Requirement
List all lines of the data containing the word "below".

Extracted data
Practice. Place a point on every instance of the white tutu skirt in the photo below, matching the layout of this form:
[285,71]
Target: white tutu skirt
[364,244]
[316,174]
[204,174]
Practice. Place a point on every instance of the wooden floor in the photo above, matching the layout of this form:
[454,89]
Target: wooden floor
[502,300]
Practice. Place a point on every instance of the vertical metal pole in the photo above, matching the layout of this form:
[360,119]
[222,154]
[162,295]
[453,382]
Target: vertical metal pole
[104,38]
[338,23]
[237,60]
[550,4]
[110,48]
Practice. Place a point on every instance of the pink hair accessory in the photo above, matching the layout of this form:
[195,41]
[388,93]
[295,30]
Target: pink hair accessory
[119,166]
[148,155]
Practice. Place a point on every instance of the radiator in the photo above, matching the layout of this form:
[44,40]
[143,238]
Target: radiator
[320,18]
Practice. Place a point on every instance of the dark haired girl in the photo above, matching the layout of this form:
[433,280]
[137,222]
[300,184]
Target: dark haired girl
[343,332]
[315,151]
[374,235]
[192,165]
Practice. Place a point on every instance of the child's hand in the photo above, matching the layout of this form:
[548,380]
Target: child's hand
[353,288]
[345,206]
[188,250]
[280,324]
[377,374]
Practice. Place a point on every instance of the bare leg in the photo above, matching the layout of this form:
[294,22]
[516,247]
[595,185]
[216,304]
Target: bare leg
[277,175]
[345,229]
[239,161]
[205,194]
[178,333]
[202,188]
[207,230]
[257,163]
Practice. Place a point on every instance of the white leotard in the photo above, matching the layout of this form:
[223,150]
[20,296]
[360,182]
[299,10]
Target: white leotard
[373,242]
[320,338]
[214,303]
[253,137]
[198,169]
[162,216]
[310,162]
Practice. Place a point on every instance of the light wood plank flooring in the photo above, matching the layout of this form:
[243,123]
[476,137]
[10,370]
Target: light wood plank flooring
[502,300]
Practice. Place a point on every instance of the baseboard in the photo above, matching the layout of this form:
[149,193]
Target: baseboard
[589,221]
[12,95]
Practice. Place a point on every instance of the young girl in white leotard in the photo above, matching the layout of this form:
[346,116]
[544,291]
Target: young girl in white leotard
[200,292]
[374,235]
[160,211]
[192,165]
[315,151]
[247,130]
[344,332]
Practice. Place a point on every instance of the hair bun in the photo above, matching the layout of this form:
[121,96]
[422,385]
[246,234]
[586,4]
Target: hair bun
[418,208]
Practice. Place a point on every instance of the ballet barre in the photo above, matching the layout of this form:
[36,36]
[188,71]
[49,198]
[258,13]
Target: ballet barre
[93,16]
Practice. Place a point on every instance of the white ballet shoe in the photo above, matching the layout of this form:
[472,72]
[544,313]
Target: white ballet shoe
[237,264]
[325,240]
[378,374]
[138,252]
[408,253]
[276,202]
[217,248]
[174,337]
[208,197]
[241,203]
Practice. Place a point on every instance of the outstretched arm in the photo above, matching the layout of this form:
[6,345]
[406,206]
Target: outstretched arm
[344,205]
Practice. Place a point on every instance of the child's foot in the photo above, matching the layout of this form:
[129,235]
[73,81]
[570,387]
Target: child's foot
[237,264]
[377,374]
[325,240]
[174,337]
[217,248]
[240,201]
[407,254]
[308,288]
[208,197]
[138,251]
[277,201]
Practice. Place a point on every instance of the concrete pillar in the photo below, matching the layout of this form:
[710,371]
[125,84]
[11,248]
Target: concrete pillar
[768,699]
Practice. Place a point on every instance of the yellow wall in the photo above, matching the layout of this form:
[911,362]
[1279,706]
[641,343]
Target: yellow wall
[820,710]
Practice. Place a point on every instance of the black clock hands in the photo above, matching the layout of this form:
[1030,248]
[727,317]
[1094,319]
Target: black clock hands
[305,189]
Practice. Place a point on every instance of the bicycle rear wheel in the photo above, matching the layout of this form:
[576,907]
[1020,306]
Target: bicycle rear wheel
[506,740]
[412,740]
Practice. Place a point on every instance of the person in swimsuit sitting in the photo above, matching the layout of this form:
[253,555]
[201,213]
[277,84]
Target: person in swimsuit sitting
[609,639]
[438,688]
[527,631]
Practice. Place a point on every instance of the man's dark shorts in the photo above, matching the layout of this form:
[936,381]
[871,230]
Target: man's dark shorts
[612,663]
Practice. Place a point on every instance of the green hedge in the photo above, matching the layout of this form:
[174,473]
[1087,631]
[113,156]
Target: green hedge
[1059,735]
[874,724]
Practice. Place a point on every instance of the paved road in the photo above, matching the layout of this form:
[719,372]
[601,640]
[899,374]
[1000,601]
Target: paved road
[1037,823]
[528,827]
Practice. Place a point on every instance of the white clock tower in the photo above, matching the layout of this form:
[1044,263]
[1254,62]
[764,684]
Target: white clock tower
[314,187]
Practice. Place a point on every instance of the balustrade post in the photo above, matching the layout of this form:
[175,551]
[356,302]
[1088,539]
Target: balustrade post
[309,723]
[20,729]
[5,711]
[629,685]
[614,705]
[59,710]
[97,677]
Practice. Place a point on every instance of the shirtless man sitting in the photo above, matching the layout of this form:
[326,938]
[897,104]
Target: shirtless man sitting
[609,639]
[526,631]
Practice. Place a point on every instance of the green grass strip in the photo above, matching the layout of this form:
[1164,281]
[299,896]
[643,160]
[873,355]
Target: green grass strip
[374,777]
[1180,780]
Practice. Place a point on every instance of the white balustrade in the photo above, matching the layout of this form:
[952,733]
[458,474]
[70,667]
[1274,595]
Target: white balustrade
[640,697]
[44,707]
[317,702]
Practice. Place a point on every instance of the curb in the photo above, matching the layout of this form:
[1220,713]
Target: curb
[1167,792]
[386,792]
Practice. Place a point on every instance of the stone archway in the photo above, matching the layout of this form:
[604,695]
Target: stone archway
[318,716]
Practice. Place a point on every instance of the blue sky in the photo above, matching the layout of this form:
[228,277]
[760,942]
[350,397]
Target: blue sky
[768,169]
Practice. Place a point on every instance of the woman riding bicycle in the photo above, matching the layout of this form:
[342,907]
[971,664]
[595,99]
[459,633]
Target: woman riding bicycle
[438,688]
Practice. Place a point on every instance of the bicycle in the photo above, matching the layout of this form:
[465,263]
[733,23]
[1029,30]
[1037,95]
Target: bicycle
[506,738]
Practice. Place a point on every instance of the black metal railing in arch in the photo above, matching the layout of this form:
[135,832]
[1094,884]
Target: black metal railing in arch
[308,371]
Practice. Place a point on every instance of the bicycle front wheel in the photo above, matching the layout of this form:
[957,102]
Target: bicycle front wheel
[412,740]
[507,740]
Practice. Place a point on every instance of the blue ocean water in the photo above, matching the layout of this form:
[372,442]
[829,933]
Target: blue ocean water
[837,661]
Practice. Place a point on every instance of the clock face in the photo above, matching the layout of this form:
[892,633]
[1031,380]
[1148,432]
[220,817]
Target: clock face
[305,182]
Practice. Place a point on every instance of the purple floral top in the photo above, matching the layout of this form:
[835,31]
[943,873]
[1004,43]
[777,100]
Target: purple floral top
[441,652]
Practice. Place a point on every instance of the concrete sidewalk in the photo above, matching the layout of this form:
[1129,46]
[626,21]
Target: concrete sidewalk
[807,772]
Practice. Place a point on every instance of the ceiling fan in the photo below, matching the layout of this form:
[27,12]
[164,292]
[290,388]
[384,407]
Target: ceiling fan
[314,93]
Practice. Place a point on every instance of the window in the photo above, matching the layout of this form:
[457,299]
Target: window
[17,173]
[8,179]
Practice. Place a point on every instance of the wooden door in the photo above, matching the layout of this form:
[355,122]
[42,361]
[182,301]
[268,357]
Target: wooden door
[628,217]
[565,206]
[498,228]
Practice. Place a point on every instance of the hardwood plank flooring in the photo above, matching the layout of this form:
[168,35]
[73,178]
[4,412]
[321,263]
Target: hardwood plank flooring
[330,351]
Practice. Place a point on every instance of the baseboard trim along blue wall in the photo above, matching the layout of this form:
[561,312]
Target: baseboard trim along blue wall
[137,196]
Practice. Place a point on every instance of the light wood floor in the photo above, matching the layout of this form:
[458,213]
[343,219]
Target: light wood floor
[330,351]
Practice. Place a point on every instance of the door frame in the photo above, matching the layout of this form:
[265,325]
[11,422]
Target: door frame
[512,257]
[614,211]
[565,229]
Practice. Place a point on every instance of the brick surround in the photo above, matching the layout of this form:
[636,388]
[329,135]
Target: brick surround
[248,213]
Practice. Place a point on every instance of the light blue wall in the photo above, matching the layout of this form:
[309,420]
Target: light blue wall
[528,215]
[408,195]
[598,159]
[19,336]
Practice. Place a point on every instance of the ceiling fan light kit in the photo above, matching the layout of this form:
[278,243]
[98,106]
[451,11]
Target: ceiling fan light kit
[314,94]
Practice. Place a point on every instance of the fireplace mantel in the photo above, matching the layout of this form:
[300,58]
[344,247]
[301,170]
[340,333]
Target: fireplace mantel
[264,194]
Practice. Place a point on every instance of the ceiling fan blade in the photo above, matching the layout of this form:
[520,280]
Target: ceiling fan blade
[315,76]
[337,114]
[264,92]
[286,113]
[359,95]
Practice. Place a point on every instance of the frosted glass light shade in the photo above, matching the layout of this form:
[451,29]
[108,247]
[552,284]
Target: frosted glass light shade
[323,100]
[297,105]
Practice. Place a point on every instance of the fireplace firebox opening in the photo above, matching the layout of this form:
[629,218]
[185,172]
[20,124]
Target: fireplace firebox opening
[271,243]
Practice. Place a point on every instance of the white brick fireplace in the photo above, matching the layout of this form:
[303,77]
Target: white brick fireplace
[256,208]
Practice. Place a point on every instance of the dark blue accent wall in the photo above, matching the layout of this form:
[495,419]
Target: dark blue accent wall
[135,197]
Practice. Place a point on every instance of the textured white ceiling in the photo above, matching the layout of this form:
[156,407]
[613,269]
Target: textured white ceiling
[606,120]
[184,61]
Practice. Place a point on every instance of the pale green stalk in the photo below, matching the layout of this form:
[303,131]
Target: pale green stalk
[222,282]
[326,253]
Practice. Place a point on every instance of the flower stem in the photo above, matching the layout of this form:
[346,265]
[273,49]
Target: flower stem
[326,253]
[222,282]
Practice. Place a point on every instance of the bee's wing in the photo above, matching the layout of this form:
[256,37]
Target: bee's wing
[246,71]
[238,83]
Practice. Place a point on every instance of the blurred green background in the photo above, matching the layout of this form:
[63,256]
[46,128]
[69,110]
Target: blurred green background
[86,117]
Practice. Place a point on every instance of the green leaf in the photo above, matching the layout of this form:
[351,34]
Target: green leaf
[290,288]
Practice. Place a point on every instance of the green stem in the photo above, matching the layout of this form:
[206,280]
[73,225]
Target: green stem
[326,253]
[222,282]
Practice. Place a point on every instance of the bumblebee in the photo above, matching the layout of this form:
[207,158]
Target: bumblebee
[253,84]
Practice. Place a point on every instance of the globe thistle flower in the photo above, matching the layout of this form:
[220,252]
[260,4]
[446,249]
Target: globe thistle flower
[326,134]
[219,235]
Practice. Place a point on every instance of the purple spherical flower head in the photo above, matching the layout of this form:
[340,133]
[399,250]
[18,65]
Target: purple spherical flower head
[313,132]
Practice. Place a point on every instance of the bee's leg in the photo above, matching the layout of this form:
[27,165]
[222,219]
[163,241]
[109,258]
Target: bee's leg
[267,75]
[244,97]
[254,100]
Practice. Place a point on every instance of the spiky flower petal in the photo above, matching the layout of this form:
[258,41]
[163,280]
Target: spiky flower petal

Solution
Practice. Place a point on every instance of the white tutu skirt in the photo below, matching the layout of this form:
Practice. Place a point on every instance of the concrete pillar in the photo below, matching the layout of this form:
Practice. Place a point on every instance of the ceiling fan in the photo below, matching the layout of this form:
Practice. Place a point on every instance of the pale green stalk in the photo below, matching the layout of this form:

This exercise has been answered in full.